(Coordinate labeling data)

■ ■ ■ ■ ■ ■ ■

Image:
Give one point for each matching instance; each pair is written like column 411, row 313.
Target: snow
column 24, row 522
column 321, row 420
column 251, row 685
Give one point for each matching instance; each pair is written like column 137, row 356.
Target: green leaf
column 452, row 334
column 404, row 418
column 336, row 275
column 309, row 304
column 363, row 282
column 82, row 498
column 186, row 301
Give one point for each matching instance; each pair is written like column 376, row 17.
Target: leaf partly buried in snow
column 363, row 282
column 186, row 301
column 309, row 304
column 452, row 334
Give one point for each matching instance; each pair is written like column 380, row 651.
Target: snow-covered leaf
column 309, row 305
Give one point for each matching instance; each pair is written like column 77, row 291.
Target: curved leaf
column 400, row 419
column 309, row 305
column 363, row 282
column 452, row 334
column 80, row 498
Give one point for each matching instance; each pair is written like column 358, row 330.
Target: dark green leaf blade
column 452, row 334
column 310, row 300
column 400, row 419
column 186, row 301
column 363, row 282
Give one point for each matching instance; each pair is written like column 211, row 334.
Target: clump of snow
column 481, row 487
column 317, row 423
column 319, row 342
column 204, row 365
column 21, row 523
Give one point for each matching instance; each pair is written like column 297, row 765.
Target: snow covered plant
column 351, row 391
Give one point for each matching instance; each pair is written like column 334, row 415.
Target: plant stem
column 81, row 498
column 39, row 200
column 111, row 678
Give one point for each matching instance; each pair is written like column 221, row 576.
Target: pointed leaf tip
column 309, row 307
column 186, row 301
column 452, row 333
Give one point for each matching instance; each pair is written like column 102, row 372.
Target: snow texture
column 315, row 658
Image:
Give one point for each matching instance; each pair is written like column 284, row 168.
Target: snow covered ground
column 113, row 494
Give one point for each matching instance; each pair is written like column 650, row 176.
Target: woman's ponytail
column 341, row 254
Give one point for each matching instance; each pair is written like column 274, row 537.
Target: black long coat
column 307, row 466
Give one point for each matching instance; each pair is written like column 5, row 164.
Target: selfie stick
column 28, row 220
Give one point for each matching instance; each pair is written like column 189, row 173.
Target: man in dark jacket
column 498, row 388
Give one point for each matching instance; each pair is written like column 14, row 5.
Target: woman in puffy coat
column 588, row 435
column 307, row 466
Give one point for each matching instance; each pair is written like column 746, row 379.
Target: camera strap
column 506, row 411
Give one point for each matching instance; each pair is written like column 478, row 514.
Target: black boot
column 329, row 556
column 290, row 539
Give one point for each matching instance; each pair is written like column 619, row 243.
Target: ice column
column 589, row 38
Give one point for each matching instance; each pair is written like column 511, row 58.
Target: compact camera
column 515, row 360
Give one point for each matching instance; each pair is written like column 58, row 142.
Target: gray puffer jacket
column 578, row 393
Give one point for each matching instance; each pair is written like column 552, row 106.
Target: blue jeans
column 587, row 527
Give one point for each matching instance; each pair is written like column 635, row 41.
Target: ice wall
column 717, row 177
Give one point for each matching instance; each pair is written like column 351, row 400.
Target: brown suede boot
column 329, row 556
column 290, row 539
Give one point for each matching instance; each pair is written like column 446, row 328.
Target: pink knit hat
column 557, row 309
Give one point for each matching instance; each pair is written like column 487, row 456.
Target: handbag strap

■ ■ ■ ■ ■ ■ ■

• [Given request] Give every line of the data above as a JSON list of strings, one string per line, omitting blank lines.

• [Right answer]
[
  "Image:",
  "Give one point for each matching instance; each pair is written like column 411, row 313.",
  "Target: snow",
  "column 24, row 522",
  "column 321, row 420",
  "column 251, row 685",
  "Give one point for each matching instance; each pair is written like column 137, row 356.",
  "Target: green leaf",
  "column 452, row 334",
  "column 404, row 418",
  "column 336, row 275",
  "column 309, row 304",
  "column 363, row 282",
  "column 82, row 498",
  "column 186, row 301",
  "Give one point for each matching instance; each pair is written like column 376, row 17.",
  "Target: leaf partly buried in snow",
  "column 363, row 282",
  "column 186, row 301",
  "column 309, row 304",
  "column 452, row 334",
  "Give one point for each matching instance; each pair is written like column 380, row 651.",
  "Target: snow-covered leaf",
  "column 309, row 305",
  "Give one point for each matching instance; each pair is written like column 77, row 291.",
  "Target: curved leaf",
  "column 400, row 419",
  "column 309, row 305",
  "column 363, row 282",
  "column 452, row 334",
  "column 80, row 498",
  "Give one point for each matching instance; each pair is written like column 358, row 330.",
  "Target: dark green leaf blade",
  "column 452, row 334",
  "column 310, row 300",
  "column 400, row 419",
  "column 186, row 301",
  "column 363, row 282",
  "Give one point for each matching instance; each pair is written like column 211, row 334.",
  "Target: clump of snow",
  "column 481, row 487",
  "column 317, row 423",
  "column 319, row 342",
  "column 204, row 365",
  "column 21, row 523",
  "Give one point for each matching instance; each pair is written like column 297, row 765.",
  "Target: snow covered plant",
  "column 351, row 391",
  "Give one point for each matching instance; each pair is written like column 334, row 415.",
  "Target: plant stem",
  "column 81, row 498",
  "column 39, row 200",
  "column 111, row 678",
  "Give one point for each matching instance; each pair is written like column 221, row 576.",
  "Target: pointed leaf tip",
  "column 309, row 307",
  "column 186, row 301",
  "column 452, row 333",
  "Give one point for each matching instance; each pair is written like column 102, row 372.",
  "Target: snow texture",
  "column 315, row 658",
  "Image:",
  "Give one point for each matching instance; each pair is written like column 284, row 168.",
  "Target: snow covered ground",
  "column 113, row 494",
  "Give one point for each matching instance; each pair is written like column 650, row 176.",
  "Target: woman's ponytail",
  "column 341, row 254",
  "Give one point for each matching instance; each pair is written like column 274, row 537.",
  "Target: black long coat",
  "column 307, row 466",
  "Give one point for each matching instance; each pair is written like column 5, row 164.",
  "Target: selfie stick",
  "column 28, row 220",
  "Give one point for each matching instance; each pair is written like column 189, row 173.",
  "Target: man in dark jacket",
  "column 498, row 388",
  "Give one point for each matching instance; each pair is written like column 14, row 5.",
  "Target: woman in puffy coat",
  "column 588, row 435",
  "column 307, row 466",
  "Give one point for each matching instance; each pair is written like column 746, row 379.",
  "Target: camera strap",
  "column 506, row 411",
  "Give one point for each matching instance; each pair is written like column 478, row 514.",
  "Target: black boot",
  "column 329, row 556",
  "column 290, row 539",
  "Give one point for each matching instance; each pair is written like column 619, row 243.",
  "Target: ice column",
  "column 589, row 38",
  "Give one point for each matching instance; each pair is written like column 511, row 58.",
  "Target: compact camera",
  "column 515, row 360",
  "Give one point for each matching instance; each pair is written like column 58, row 142.",
  "Target: gray puffer jacket",
  "column 578, row 393",
  "Give one point for each matching instance; each pair is written like column 552, row 106.",
  "Target: blue jeans",
  "column 587, row 527",
  "Give one point for each matching instance; each pair is written like column 635, row 41.",
  "Target: ice wall",
  "column 717, row 177",
  "Give one point for each matching instance; each pair is written like column 351, row 400.",
  "Target: brown suede boot",
  "column 329, row 556",
  "column 290, row 539",
  "Give one point for each matching instance; each pair is written like column 446, row 328.",
  "Target: pink knit hat",
  "column 557, row 309",
  "Give one point for each matching instance; each pair is written like column 487, row 456.",
  "Target: handbag strap"
]